* start Source text *

Last month I was telling A.P. that we wouldn’t be able to do something he wanted to do. My astute little negotiator replied with, “Mom! Come on. What does our main man Barack Obama say?”

Ummm… Pakistan.  Iraq.  Haiti.  Oil Spill.  Watch your mouth, Biden?  Will someone remind me why I wanted to be President again?

“I don’t know, what does he say?”

“Yes! We! CAN!” Complete with fist pump.

He didn’t get what we wanted, but I got a title for this blog post.

I canned tomatoes yesterday.  Let me show you the money (and then I’ll stop with the cliches):

  • A quart of tomatoes equals 2.2 cans (14.5 ounce).
  • I canned 14 quarts of tomatoes, which equals 30.8 cans.
  • I paid $13.00 for my tomatoes, so that is the equivalent of $0.42 a can.

This is a good price on canned tomatoes, for sure. Factor in that the flavor is superior to even those fancy, premium brands and the deal just got better. If BPA concerns you (and it probably should) there is a tiny amount of BPA in the lids used for canning, although I have heard there are BPA-free lids now. The tomatoes don’t touch the tops of the lids for any significant time because you leave about an inch of ‘headspace’ when you can. Compare this to the BPA lined cans that store bought tomatoes hang out in for months.

 You can’t even buy BPA free canned tomatoes, regardless of how much you pay.

I am mentioning tomatoes specifically because our family goes through more tomatoes than any other canned item. I’m all about bang for my buck. It’s not worth it to me to spend a day canning beets even if I got the best deal ever because we wouldn’t eat them. No money saved, no BPA exposure reduced. Just a lot of beets on the shelf.

* end Source text *
* start Data provided *

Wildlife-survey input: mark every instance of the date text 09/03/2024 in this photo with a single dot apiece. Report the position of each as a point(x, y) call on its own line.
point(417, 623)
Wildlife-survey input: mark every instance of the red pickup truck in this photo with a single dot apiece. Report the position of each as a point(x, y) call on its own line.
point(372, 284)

* end Data provided *

Requirements
a: In the post about home-canned tomatoes, how many 14.5-ounce cans does one quart of tomatoes equal?
b: Pick up the post about home-canned tomatoes after its last sentence and keep writing.

Answers for the exercise
a: 2.2 cans.

b:
If you haven’t canned before, start with tomatoes. They are the easiest thing to can, and have a way higher yield than stupid peaches.  That means that unlike stupid peaches, which by the time you get rid of the skins and hack it apart to get the pits out and have approximately 1000 raw peaches per quart, tomatoes are pretty much What You See Is What You Get.

As an added bonus, you can often get them for free from overwhelmed friends whose tomato plants are ripe and demanding to be picked. Once you purchase the initial equipment, you can use it year after year with the exception of new lids (they’re cheap). 

So how do you do it? I have some resources for you (of course!). 

  1. Read my initial post about canning, just a year after I started.  We were so young then.
  2. Listen to my Dad about using old, cracked jars.
  3. Check out Eat Local, West Michigan! for more resources (even if you don’t live in here).

Let me know how it turns out! Yes! We! CAN!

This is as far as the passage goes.